===== THE RECORDS

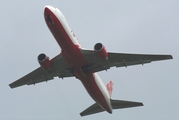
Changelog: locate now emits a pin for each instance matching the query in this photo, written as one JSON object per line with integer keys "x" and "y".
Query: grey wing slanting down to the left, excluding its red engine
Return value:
{"x": 59, "y": 69}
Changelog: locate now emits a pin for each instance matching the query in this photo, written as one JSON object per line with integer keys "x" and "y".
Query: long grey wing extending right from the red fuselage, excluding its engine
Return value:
{"x": 119, "y": 59}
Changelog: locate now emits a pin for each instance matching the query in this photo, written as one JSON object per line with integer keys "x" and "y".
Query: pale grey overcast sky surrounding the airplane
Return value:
{"x": 142, "y": 26}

==========

> **TRY IT**: Work out how many lines of the data above hold the word "wing", and write only the count.

> **ANSWER SECTION**: 2